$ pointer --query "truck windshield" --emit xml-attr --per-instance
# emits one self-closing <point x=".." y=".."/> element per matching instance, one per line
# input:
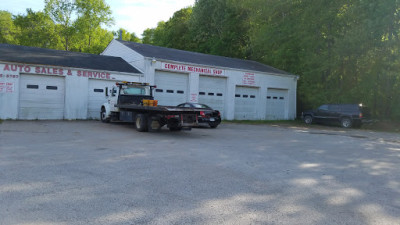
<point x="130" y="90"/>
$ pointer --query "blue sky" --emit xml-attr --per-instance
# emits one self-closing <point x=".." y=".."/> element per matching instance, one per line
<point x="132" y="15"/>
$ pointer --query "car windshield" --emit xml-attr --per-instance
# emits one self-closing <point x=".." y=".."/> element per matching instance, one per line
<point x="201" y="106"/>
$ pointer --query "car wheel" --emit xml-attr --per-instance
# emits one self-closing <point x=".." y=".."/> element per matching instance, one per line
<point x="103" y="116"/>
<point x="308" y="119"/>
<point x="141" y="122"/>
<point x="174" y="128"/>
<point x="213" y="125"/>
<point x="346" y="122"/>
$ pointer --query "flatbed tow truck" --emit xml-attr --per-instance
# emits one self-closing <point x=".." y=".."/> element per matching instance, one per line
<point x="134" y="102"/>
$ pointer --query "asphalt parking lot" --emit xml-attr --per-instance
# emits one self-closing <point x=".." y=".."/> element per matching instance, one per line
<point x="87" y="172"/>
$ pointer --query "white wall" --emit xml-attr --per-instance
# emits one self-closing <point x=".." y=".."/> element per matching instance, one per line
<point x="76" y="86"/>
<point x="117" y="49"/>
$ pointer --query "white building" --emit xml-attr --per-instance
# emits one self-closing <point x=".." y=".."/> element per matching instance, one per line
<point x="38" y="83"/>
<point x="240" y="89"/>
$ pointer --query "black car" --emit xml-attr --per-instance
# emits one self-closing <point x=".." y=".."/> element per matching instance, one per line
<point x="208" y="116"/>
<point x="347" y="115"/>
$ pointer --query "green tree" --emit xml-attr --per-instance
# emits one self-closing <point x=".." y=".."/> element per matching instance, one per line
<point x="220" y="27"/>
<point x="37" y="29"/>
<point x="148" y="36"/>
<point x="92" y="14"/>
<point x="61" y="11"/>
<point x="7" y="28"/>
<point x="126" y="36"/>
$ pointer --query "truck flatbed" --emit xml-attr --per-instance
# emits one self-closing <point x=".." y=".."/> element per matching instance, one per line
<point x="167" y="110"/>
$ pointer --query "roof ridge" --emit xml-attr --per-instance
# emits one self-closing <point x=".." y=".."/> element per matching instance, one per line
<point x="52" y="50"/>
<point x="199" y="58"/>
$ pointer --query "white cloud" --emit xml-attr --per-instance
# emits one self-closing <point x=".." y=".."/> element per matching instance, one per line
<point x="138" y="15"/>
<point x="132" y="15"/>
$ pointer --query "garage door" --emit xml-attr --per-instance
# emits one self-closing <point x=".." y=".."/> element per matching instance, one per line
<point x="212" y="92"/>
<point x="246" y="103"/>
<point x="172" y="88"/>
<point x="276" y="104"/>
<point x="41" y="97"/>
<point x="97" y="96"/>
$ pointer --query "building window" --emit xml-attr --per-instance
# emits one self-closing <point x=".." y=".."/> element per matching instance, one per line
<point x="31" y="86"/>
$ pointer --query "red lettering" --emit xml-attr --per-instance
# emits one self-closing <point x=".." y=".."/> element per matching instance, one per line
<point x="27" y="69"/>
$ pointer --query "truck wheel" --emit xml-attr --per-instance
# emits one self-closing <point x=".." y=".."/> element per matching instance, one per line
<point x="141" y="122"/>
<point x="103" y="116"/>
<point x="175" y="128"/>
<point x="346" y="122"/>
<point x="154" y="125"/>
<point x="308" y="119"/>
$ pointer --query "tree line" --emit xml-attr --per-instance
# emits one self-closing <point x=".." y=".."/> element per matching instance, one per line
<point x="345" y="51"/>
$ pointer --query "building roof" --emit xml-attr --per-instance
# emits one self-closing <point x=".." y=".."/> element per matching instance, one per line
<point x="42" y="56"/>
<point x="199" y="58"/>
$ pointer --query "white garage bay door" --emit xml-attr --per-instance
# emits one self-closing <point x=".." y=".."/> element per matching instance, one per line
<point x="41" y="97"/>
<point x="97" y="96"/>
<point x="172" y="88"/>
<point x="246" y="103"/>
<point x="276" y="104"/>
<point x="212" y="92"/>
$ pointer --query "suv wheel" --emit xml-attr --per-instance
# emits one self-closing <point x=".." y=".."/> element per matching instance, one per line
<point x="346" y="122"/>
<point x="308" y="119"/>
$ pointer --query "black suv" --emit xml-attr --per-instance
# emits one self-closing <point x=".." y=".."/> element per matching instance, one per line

◆ ◆ ◆ ◆

Task to carry out: Reproduce the data verbatim. Do not carry any picture into the copy.

Response to the task:
$ pointer --query "truck windshield" --emit xml-attr --per-instance
# emits one self-closing <point x=".." y=".."/> element per matching instance, one per line
# input:
<point x="130" y="90"/>
$ pointer --query "blue sky" --emit xml-attr --per-instance
# emits one self-closing <point x=".." y=".."/> element per matching instance, one per line
<point x="132" y="15"/>
$ pointer --query "car windshield" --emit xml-attr --per-instance
# emits one self-closing <point x=".." y=".."/> element per matching instance, one per line
<point x="201" y="106"/>
$ pointer --query "car wheel" --emit xml-attr --per-instance
# emits one self-closing <point x=".." y=".."/> element per matching instance, one per line
<point x="103" y="116"/>
<point x="308" y="119"/>
<point x="141" y="122"/>
<point x="174" y="128"/>
<point x="213" y="125"/>
<point x="346" y="122"/>
$ pointer --query "flatbed tow truck" --emit xml-attr --per-instance
# emits one self-closing <point x=".." y=".."/> element per matching instance, one per line
<point x="134" y="102"/>
$ pointer --query "asphalt parking lot" --emit xml-attr --per-instance
# emits one self-closing <point x=".." y=".."/> element per matching instance, one per line
<point x="87" y="172"/>
$ pointer --query "white wall" --emit xml-attr --per-instance
# emits one self-closing <point x=".." y=".."/> element per matching instance, one per line
<point x="76" y="86"/>
<point x="117" y="49"/>
$ pointer --query "white building" --emit xml-attr --per-instance
# emits one self-closing <point x=".." y=".."/> element per matching instance, one per line
<point x="38" y="83"/>
<point x="240" y="89"/>
$ pointer --query "black car" --emit xml-attr --per-instance
# emits one self-closing <point x=".." y=".."/> element per matching instance, one per line
<point x="208" y="116"/>
<point x="347" y="115"/>
$ pointer --query "green tree" --emit xml-attr --per-instance
# emits one self-closing <point x=".." y=".."/> element per matching instance, one per line
<point x="220" y="27"/>
<point x="37" y="29"/>
<point x="148" y="36"/>
<point x="92" y="14"/>
<point x="61" y="11"/>
<point x="7" y="28"/>
<point x="126" y="36"/>
$ pointer --query "truck flatbed" --emit xml-attr --per-instance
# emits one self-closing <point x=".." y=".."/> element per matching instance, one per line
<point x="167" y="110"/>
$ pointer --query "roof ridge" --emit xml-attr --per-instance
# emits one self-closing <point x=".." y=".."/> element per matching instance, one per line
<point x="52" y="50"/>
<point x="199" y="58"/>
$ pointer --query "white cloud" --emit xml-attr --per-instance
# emits one self-closing <point x=".." y=".."/> element per matching instance, one per line
<point x="138" y="15"/>
<point x="132" y="15"/>
$ pointer --query "garage door" --emit xml-attr --per-instance
# emits one self-closing <point x=".." y=".."/> element per matching instance, one per line
<point x="212" y="92"/>
<point x="246" y="103"/>
<point x="172" y="88"/>
<point x="276" y="104"/>
<point x="41" y="97"/>
<point x="97" y="96"/>
$ pointer --query "building window" --emit xml-attr --per-instance
# emits one self-closing <point x=".." y=".."/> element per matching instance, one per line
<point x="31" y="86"/>
$ pointer --query "red lettering" --emit xml-attr --per-instance
# emits one self-closing <point x=".." y=".."/> element per matching instance, one per line
<point x="27" y="69"/>
$ pointer --query "truck wheel" --emit xml-attr --per-instance
# emits one self-closing <point x=".." y=".."/> element per matching instance, one per line
<point x="141" y="122"/>
<point x="103" y="116"/>
<point x="175" y="128"/>
<point x="346" y="122"/>
<point x="154" y="125"/>
<point x="308" y="119"/>
$ pointer --query "tree line" --emit xml-attr --per-instance
# emits one self-closing <point x=".." y=".."/> element per matching instance, one per line
<point x="345" y="51"/>
$ pointer --query "building roof" --emit xml-attr --per-instance
# emits one self-closing <point x=".." y=".."/> element per matching instance, one per line
<point x="42" y="56"/>
<point x="199" y="58"/>
$ pointer --query "white garage bay door" --emit xml-attr --per-instance
# emits one self-closing <point x=".." y=".."/> element per matching instance, one per line
<point x="41" y="97"/>
<point x="97" y="96"/>
<point x="172" y="88"/>
<point x="246" y="103"/>
<point x="276" y="104"/>
<point x="212" y="92"/>
$ pointer --query "suv wheel" --emit xml-attr --per-instance
# emits one self-closing <point x=".." y=".."/> element per matching instance, one per line
<point x="346" y="122"/>
<point x="308" y="119"/>
$ pointer --query "black suv" --emit xml-attr --per-instance
# emits one self-closing <point x=".." y=".."/> element per matching instance, one per line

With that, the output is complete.